§ **DOCUMENT SECTION**:
==================================================

Tuesday, February 06, 2007

Laughing Jesus

After the 8:30 service on Sunday, Mari stopped me and said -- "I've never heard of anyone saying that Jesus threw back his head and laughed." I was stunned. Mari has had decades of attending worship. On Monday I heard the same thing from Tim, another life long church attendee. We in the church have done a really lousy job of communicating the joy of Jesus.

Yes, it is indeed true that Jesus worked hard -- he spent a lot of time on healing people and speaking -- so much that he would wear himself out and have to go off by himself and rest. Yes, Jesus got himself worked up more than once -- driving the moneychangers out of the temple, and expressing frustration with the disciples on a fairly regular basis. But I think that life around Jesus must have been a whole lot of fun -- and across the years the church has often done what it can to bleed the fun out of life in Christ. Shame on us.

One could argue that the main reason Jesus got killed was for "eating with tax collectors and sinners." Now -- you've gotta believe that such a group really knows how to have a good time (probably a whole lot of pretty good -- albeit off-color -- jokes). In one of the gospels he is called a "glutton and a drunkard." Now I don't think he was one - but I think they couldn't have made this charge unless he was having an awfully good time.

==================================================

§ **DATASET EXTRACT**:
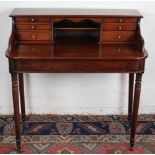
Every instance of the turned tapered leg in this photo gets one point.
(22, 97)
(130, 101)
(135, 108)
(15, 96)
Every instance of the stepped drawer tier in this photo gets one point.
(118, 36)
(34, 36)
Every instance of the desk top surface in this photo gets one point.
(63, 51)
(74, 12)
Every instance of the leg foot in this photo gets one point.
(135, 108)
(22, 97)
(130, 101)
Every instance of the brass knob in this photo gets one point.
(121, 20)
(33, 36)
(120, 27)
(32, 19)
(32, 27)
(119, 49)
(119, 37)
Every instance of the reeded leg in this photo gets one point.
(22, 97)
(130, 102)
(135, 109)
(15, 96)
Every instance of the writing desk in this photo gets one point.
(76, 41)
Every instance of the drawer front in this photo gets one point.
(50, 66)
(119, 26)
(33, 19)
(33, 27)
(119, 20)
(118, 36)
(34, 36)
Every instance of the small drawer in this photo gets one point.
(118, 36)
(33, 19)
(33, 27)
(119, 20)
(119, 26)
(34, 36)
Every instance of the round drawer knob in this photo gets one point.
(120, 27)
(121, 20)
(32, 27)
(33, 49)
(32, 19)
(33, 37)
(119, 37)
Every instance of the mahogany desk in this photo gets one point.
(76, 41)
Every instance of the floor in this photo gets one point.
(78, 134)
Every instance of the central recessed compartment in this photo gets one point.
(84, 30)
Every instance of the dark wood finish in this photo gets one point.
(33, 27)
(135, 108)
(130, 102)
(16, 109)
(118, 36)
(76, 41)
(119, 26)
(22, 96)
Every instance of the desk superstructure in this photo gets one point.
(76, 41)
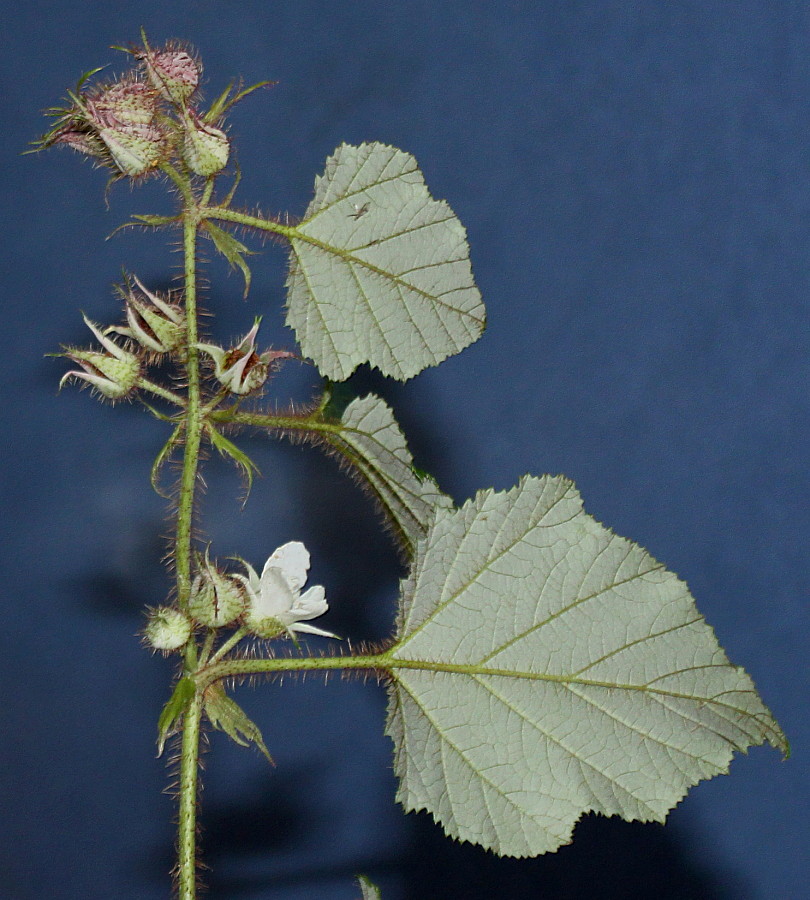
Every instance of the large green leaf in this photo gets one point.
(371, 442)
(380, 271)
(546, 668)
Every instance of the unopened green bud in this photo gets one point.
(173, 71)
(114, 374)
(135, 149)
(127, 102)
(205, 147)
(155, 323)
(216, 598)
(167, 629)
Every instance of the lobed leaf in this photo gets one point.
(546, 667)
(174, 710)
(227, 715)
(380, 271)
(368, 890)
(371, 441)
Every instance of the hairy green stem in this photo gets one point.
(237, 667)
(187, 819)
(161, 391)
(240, 218)
(188, 477)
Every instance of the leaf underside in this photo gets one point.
(380, 271)
(371, 442)
(546, 668)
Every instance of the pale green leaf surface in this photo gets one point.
(380, 271)
(371, 441)
(368, 890)
(547, 667)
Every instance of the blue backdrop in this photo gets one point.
(635, 181)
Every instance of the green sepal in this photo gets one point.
(175, 709)
(222, 104)
(161, 458)
(227, 715)
(369, 890)
(226, 202)
(228, 448)
(232, 249)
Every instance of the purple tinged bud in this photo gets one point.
(205, 147)
(153, 322)
(82, 141)
(173, 72)
(167, 629)
(135, 149)
(216, 599)
(241, 369)
(126, 102)
(113, 374)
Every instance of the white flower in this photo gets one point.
(275, 601)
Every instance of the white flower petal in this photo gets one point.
(293, 560)
(275, 597)
(310, 604)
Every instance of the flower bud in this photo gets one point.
(216, 598)
(126, 102)
(205, 147)
(241, 369)
(173, 71)
(154, 323)
(114, 373)
(135, 149)
(167, 629)
(80, 140)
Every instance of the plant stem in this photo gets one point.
(232, 641)
(188, 478)
(187, 819)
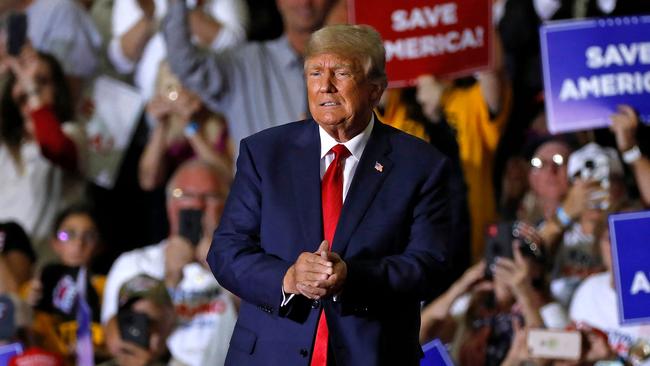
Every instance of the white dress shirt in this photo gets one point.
(355, 145)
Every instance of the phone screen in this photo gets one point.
(190, 225)
(16, 33)
(134, 327)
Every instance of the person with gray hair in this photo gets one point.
(252, 85)
(336, 226)
(206, 312)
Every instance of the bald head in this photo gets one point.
(196, 185)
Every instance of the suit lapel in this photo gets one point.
(305, 170)
(373, 167)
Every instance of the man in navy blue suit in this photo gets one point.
(336, 227)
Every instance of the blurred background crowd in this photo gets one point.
(116, 274)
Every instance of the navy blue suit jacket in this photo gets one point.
(392, 234)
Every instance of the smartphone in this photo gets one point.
(134, 327)
(554, 344)
(190, 225)
(498, 243)
(16, 33)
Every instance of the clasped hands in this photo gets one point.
(316, 275)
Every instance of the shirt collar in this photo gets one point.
(355, 145)
(285, 53)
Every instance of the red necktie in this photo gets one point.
(332, 201)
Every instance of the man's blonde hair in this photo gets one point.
(360, 42)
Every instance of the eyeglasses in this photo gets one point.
(556, 161)
(209, 198)
(67, 236)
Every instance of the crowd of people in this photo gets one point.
(121, 271)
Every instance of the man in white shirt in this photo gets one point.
(206, 312)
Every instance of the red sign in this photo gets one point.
(443, 38)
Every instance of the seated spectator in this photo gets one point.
(595, 304)
(597, 187)
(138, 47)
(547, 179)
(477, 313)
(183, 128)
(137, 334)
(40, 147)
(55, 293)
(17, 258)
(206, 312)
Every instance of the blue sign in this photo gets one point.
(592, 66)
(630, 236)
(435, 354)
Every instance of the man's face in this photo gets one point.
(303, 15)
(340, 96)
(548, 171)
(196, 188)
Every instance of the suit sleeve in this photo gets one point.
(236, 257)
(411, 274)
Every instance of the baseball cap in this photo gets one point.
(143, 286)
(595, 162)
(14, 314)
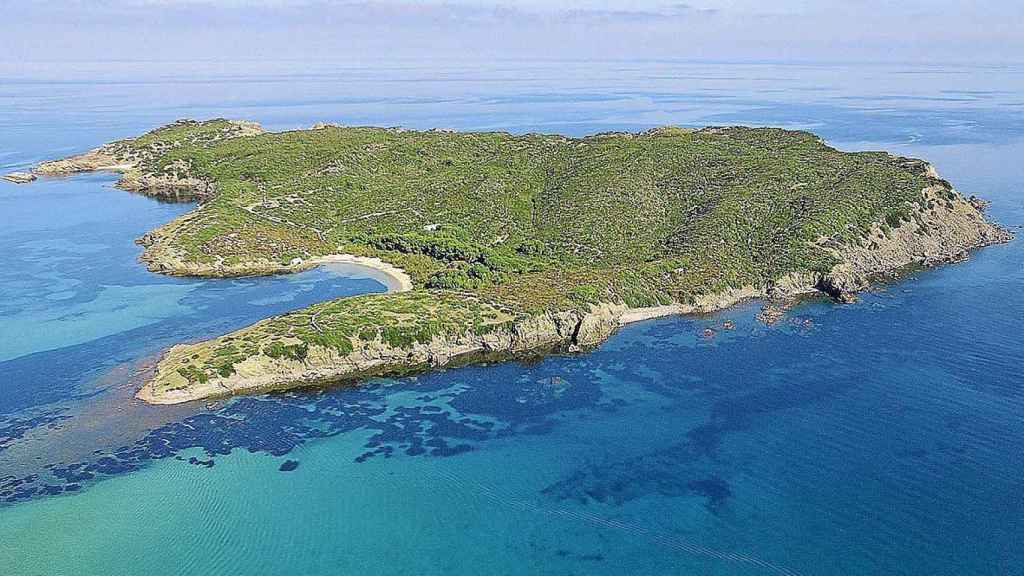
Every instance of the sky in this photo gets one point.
(934, 31)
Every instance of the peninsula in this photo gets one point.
(502, 245)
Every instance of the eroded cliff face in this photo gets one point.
(944, 228)
(132, 160)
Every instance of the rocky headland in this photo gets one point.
(501, 246)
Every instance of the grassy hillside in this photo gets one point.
(518, 223)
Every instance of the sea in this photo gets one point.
(882, 437)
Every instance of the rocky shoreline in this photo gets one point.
(944, 227)
(946, 232)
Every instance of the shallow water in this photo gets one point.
(883, 437)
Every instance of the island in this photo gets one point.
(501, 245)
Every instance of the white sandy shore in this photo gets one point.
(394, 278)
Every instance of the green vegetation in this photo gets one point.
(494, 227)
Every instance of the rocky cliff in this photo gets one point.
(944, 228)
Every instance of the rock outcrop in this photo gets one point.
(132, 159)
(944, 228)
(19, 177)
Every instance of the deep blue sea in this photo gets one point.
(885, 437)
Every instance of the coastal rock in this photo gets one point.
(19, 177)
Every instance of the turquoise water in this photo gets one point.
(880, 438)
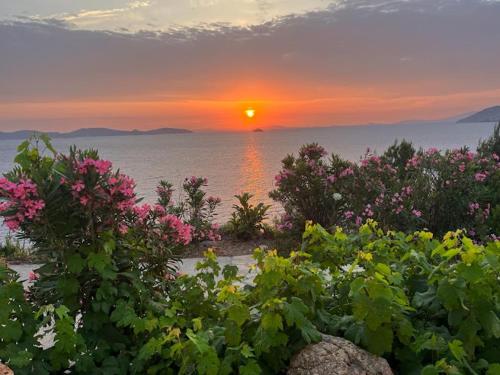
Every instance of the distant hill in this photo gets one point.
(92, 132)
(491, 114)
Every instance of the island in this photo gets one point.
(490, 114)
(93, 132)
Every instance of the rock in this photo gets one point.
(4, 370)
(337, 356)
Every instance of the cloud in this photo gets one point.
(388, 50)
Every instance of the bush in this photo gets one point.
(402, 189)
(194, 207)
(106, 256)
(109, 294)
(428, 306)
(247, 220)
(13, 249)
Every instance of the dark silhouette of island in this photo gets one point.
(92, 132)
(491, 114)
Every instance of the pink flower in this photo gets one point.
(182, 232)
(347, 172)
(102, 166)
(4, 206)
(78, 186)
(348, 214)
(12, 224)
(480, 177)
(122, 228)
(84, 200)
(416, 213)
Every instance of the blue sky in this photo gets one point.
(201, 63)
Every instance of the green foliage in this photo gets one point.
(109, 294)
(403, 189)
(14, 249)
(247, 220)
(426, 305)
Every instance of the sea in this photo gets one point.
(236, 162)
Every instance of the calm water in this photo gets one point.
(238, 162)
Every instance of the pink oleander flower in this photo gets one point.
(416, 213)
(182, 231)
(78, 186)
(368, 211)
(123, 228)
(312, 151)
(480, 176)
(12, 224)
(473, 207)
(348, 214)
(413, 162)
(142, 211)
(4, 206)
(347, 172)
(213, 200)
(84, 200)
(407, 190)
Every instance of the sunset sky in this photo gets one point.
(199, 64)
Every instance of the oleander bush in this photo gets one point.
(402, 189)
(247, 220)
(194, 207)
(109, 296)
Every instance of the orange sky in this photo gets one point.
(229, 114)
(345, 65)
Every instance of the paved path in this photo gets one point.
(243, 263)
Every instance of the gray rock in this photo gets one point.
(337, 356)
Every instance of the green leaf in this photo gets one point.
(457, 349)
(11, 331)
(493, 369)
(272, 322)
(430, 370)
(250, 368)
(75, 263)
(232, 333)
(294, 312)
(238, 313)
(379, 341)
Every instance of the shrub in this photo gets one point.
(402, 189)
(427, 306)
(12, 248)
(102, 254)
(247, 220)
(110, 297)
(194, 207)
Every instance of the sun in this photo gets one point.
(250, 112)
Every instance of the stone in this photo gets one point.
(4, 370)
(337, 356)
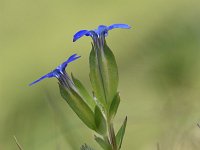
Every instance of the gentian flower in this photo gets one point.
(60, 73)
(98, 35)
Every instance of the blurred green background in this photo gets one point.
(158, 61)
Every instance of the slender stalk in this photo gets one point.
(112, 138)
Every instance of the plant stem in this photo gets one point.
(111, 133)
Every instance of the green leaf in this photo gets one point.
(114, 106)
(120, 134)
(86, 147)
(84, 93)
(105, 145)
(103, 74)
(78, 105)
(100, 121)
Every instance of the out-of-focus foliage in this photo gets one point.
(159, 71)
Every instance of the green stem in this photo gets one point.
(112, 138)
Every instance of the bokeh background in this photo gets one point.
(159, 68)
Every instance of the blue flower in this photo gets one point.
(60, 73)
(100, 32)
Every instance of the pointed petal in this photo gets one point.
(79, 34)
(122, 26)
(49, 75)
(101, 29)
(70, 59)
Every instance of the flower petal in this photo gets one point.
(79, 34)
(122, 26)
(70, 59)
(101, 29)
(49, 75)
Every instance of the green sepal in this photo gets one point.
(100, 121)
(114, 106)
(79, 106)
(104, 144)
(84, 93)
(103, 74)
(120, 134)
(95, 78)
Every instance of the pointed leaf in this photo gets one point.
(78, 105)
(120, 134)
(105, 145)
(85, 147)
(114, 106)
(100, 121)
(84, 93)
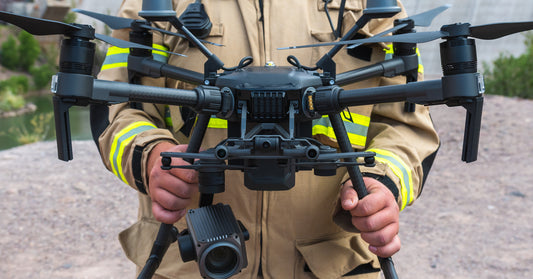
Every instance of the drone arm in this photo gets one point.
(153, 68)
(388, 68)
(425, 92)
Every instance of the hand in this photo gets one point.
(377, 216)
(171, 190)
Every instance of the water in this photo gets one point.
(79, 122)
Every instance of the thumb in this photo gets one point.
(349, 197)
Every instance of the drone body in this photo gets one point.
(269, 109)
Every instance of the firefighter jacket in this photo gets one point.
(292, 233)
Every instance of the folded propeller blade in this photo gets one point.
(498, 30)
(126, 44)
(115, 22)
(37, 26)
(424, 19)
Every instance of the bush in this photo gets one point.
(9, 100)
(18, 84)
(29, 50)
(10, 54)
(11, 91)
(42, 75)
(511, 76)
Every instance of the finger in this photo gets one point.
(381, 237)
(376, 221)
(387, 250)
(165, 216)
(168, 201)
(379, 197)
(348, 196)
(187, 175)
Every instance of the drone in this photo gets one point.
(269, 109)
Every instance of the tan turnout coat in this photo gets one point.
(288, 229)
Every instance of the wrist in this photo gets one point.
(154, 157)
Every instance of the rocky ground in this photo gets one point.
(61, 220)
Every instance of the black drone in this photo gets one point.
(269, 109)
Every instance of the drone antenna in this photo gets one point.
(338, 31)
(162, 11)
(375, 9)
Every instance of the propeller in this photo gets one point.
(115, 23)
(38, 26)
(484, 32)
(423, 19)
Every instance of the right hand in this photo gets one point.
(171, 190)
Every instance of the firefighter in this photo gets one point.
(294, 233)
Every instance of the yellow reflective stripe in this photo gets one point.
(329, 132)
(217, 123)
(401, 170)
(120, 141)
(390, 52)
(114, 65)
(356, 127)
(112, 50)
(117, 57)
(161, 47)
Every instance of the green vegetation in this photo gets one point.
(39, 126)
(9, 53)
(512, 76)
(29, 50)
(12, 91)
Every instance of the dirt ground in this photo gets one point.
(61, 220)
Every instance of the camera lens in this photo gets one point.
(221, 261)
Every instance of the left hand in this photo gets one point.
(377, 216)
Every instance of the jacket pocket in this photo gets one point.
(137, 242)
(335, 255)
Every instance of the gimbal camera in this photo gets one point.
(269, 111)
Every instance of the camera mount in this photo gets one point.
(268, 119)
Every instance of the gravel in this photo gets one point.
(61, 220)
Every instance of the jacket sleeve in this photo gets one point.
(129, 133)
(405, 143)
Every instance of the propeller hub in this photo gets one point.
(457, 30)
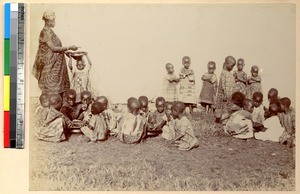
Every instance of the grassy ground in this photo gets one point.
(220, 163)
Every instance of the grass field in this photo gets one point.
(219, 163)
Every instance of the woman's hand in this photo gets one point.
(73, 48)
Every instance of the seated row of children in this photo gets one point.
(247, 118)
(97, 122)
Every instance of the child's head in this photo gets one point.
(285, 104)
(211, 67)
(55, 101)
(44, 100)
(80, 64)
(273, 110)
(238, 98)
(103, 100)
(186, 62)
(240, 64)
(273, 95)
(134, 106)
(177, 109)
(71, 97)
(160, 104)
(254, 71)
(169, 68)
(248, 105)
(229, 63)
(143, 100)
(97, 108)
(257, 98)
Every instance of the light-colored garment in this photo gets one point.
(273, 132)
(258, 114)
(80, 80)
(209, 89)
(240, 125)
(189, 140)
(131, 128)
(53, 126)
(95, 130)
(241, 86)
(170, 87)
(187, 92)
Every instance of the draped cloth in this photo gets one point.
(50, 67)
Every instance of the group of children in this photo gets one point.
(236, 101)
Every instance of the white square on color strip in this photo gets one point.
(14, 6)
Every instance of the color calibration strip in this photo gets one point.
(14, 27)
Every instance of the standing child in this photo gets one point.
(254, 81)
(170, 84)
(185, 138)
(240, 77)
(109, 116)
(226, 87)
(94, 127)
(80, 80)
(187, 93)
(209, 88)
(287, 119)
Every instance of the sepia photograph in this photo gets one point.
(162, 97)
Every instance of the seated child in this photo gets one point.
(240, 123)
(209, 88)
(254, 81)
(273, 129)
(287, 120)
(86, 100)
(273, 99)
(131, 127)
(168, 130)
(80, 79)
(157, 119)
(55, 123)
(109, 116)
(72, 109)
(258, 112)
(240, 77)
(94, 127)
(185, 138)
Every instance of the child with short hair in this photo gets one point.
(187, 93)
(94, 127)
(258, 112)
(157, 119)
(131, 127)
(240, 123)
(168, 130)
(240, 77)
(185, 138)
(287, 119)
(55, 123)
(254, 81)
(109, 116)
(80, 79)
(170, 84)
(209, 88)
(272, 127)
(226, 87)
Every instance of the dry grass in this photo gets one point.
(220, 163)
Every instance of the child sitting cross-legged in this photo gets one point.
(185, 138)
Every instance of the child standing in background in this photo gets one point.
(254, 81)
(240, 77)
(209, 88)
(80, 79)
(187, 93)
(170, 84)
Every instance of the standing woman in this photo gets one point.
(50, 67)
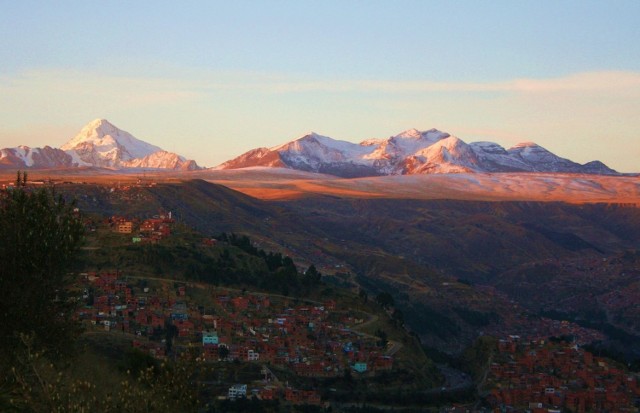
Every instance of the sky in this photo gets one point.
(213, 79)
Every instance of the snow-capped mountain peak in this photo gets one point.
(409, 152)
(101, 144)
(100, 139)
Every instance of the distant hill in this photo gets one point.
(427, 253)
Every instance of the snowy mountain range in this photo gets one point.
(410, 152)
(99, 144)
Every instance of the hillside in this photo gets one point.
(426, 253)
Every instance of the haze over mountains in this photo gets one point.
(411, 152)
(99, 144)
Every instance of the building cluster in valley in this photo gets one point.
(542, 376)
(150, 230)
(309, 339)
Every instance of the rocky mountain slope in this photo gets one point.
(410, 152)
(99, 144)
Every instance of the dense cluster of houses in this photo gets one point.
(539, 376)
(312, 340)
(150, 230)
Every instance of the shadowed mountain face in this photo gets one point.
(418, 250)
(99, 144)
(411, 152)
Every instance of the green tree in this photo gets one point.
(40, 238)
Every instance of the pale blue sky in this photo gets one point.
(211, 79)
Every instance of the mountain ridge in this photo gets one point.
(408, 153)
(98, 144)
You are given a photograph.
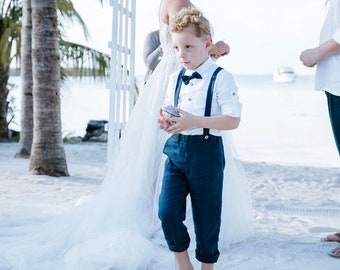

==================================================

§ **WHAT YOU NEED TO DO**:
(a) In the Laughing Jesus post, who said the same thing as Mari on Monday?
(b) Rewrite the paragraph of the Laughing Jesus post that begins "Yes, it is indeed true" as a short bulleted list that keeps its main points.
(c) Edit the Laughing Jesus post: repeat the passage from "After the 8:30" to "joy of Jesus.", changing "Sunday" to "Saturday".

§ **PER-TASK ANSWERS**:
(a) Tim, another lifelong churchgoer, said it.

(b)
- Jesus worked hard at healing people and speaking. He sometimes wore himself out and had to go off alone to rest.
- He got worked up more than once. He drove the moneychangers out of the temple and was often frustrated with the disciples.
- Even so, life around Jesus was probably a lot of fun.
- Over the years the church has often drained the fun out of life in Christ. Shame on us.

(c)
After the 8:30 service on Saturday, Mari stopped me and said -- "I've never heard of anyone saying that Jesus threw back his head and laughed." I was stunned. Mari has had decades of attending worship. On Monday I heard the same thing from Tim, another life long church attendee. We in the church have done a really lousy job of communicating the joy of Jesus.